==== Material to process ====
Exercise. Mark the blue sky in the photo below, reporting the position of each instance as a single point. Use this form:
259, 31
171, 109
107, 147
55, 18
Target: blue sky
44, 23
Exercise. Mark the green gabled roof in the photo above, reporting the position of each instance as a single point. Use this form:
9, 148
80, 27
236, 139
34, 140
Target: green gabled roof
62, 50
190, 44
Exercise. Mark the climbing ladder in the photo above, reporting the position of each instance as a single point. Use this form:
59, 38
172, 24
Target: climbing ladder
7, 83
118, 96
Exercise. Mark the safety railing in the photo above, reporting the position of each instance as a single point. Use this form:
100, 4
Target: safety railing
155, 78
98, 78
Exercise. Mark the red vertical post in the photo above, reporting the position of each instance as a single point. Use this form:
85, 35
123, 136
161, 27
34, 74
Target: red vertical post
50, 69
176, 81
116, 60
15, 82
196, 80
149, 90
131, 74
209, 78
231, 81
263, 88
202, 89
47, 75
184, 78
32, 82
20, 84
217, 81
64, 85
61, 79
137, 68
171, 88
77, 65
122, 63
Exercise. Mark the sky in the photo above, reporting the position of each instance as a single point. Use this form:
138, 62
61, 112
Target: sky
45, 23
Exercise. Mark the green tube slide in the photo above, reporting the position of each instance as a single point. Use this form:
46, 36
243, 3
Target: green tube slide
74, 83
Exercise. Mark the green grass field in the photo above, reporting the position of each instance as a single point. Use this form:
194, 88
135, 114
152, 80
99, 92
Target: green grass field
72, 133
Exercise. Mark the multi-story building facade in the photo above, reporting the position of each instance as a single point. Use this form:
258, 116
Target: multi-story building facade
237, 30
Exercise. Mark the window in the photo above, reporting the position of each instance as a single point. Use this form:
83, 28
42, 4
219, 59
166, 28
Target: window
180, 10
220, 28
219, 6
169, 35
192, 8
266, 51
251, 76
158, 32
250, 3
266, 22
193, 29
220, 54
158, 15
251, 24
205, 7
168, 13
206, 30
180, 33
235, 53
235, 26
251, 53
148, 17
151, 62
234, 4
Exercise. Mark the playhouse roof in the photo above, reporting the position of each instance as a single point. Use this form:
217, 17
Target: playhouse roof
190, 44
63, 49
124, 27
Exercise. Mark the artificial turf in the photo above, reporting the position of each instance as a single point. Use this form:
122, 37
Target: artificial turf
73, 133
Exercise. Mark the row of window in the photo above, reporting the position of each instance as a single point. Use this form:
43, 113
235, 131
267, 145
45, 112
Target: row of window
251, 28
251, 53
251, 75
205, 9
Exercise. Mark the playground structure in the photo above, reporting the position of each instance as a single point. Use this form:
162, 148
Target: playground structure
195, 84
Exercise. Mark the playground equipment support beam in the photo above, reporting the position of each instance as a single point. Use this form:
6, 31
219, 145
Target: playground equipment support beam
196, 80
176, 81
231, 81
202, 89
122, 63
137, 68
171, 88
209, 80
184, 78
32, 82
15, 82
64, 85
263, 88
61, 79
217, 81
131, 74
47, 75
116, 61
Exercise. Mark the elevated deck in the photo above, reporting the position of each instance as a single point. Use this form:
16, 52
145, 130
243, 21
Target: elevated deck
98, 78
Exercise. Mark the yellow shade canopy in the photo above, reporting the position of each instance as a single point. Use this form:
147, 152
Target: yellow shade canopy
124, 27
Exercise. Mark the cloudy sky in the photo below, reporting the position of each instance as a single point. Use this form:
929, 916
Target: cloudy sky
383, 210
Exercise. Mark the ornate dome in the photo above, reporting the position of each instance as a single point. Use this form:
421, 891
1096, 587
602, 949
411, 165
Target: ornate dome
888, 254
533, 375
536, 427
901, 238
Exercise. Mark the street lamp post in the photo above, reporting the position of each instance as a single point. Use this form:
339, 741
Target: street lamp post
====
Instructions to follow :: Rewrite all the entries above, changing every "Target" to "Object" and keeping everything else the same.

Expected answer ::
Exercise. Mark the blue sky in the photo below, reporting the position of each instance as a single point. Use this form:
259, 31
171, 109
107, 147
55, 18
Object: blue sky
44, 23
Exercise. Mark the green gabled roof in the photo above, reporting the position of each instance as a single point. Use this form:
9, 148
80, 27
236, 139
34, 140
Object: green gabled roof
62, 50
190, 44
Exercise. Mark the climbing ladder in the photo above, reporting the position of each instance as a single point. Use this form:
59, 38
172, 24
Object: climbing ladder
7, 83
118, 96
Exercise. Mark the safety railing in the photo above, reporting the position of each instance as a single point. Use this form:
100, 4
Object: safety railing
155, 78
98, 78
Exercise. Mark the red vertical post in the photo above, reporting the position of each instance as a single point. Use this form:
85, 35
123, 136
161, 27
34, 74
Object: red vertical post
50, 69
176, 81
116, 60
15, 82
196, 80
149, 90
131, 74
209, 78
231, 81
263, 88
202, 89
47, 75
184, 78
32, 82
20, 84
217, 81
64, 85
61, 79
137, 68
171, 88
77, 65
122, 63
Exercise. Mark the sky in the photo above, reporting the position of each instance as a single point. Use this form:
138, 62
61, 112
Object: sky
45, 23
Exercise. Mark the green tube slide in the photo above, reporting the position of each instance as a single point. Use this form:
46, 36
243, 3
Object: green tube slide
74, 83
Exercise. Mark the green grass field in the photo above, reporting the position of each instance as a single point. Use this form:
194, 88
135, 114
152, 80
99, 92
Object: green grass field
72, 133
Exercise. Mark the multi-story building facade in the photo above, reporting the position of each instance as a single point. Use this form:
258, 116
Object: multi-story building facade
237, 30
Exercise. Mark the window in the photo above, reporting the position of each instance as a single point. Use this form:
83, 28
42, 4
219, 59
166, 28
Object: window
180, 10
220, 28
219, 6
169, 35
192, 8
266, 51
251, 76
158, 32
250, 3
266, 22
193, 29
220, 54
158, 15
251, 24
205, 7
168, 13
206, 30
180, 33
235, 53
235, 26
251, 53
148, 17
151, 62
234, 4
Exercise. Mark the playhouse roof in the photo above, reporting the position of each instance as a single point. Use this form:
217, 17
Object: playhouse roof
190, 44
63, 49
124, 27
Exercise. Mark the artificial turf in the photo above, reporting the position of each instance as a single point. Use this form:
122, 37
Object: artificial turf
73, 133
Exercise. Mark the row of window in the photo above, reporting the position of each instance as a single point. Use this form:
43, 113
235, 131
267, 145
45, 112
Object: row of window
251, 28
251, 53
251, 75
205, 9
Exercise. Mark the playground structure in the photo above, reporting the position of each instance as a single point. Use this form:
162, 148
Object: playground structure
195, 84
Exercise. Mark the playground equipment support beam in the photo above, reporting the position of each instance as a single point. Use this form:
6, 31
219, 145
Object: playground equipment support beam
196, 80
176, 81
231, 81
202, 89
122, 63
137, 68
171, 88
209, 80
184, 78
32, 82
15, 82
64, 85
263, 88
61, 79
217, 81
131, 74
47, 75
116, 61
Exercise. Mark the elevated deck in the photo above, reporting the position of each instance as a single point. Use this form:
16, 52
145, 130
243, 21
Object: elevated deck
98, 78
Exercise. Mark the yellow shade canopy in the photo above, reporting the position of each instance as a single point. Use this form:
147, 152
Object: yellow shade canopy
124, 27
Exercise. Mark the cloudy sky in the photo below, reporting the position of each instance as a single point. Use this form:
929, 916
Object: cloudy sky
383, 210
Exercise. Mark the ornate dome in the photo above, reporting the position of each instance as a single point. Use this form:
421, 891
1096, 587
602, 949
411, 165
Object: ornate dome
888, 254
533, 375
536, 427
901, 238
Exercise. Mark the street lamp post in the photo above, reporting the position of each instance as a single point. Use this form:
339, 741
Object: street lamp post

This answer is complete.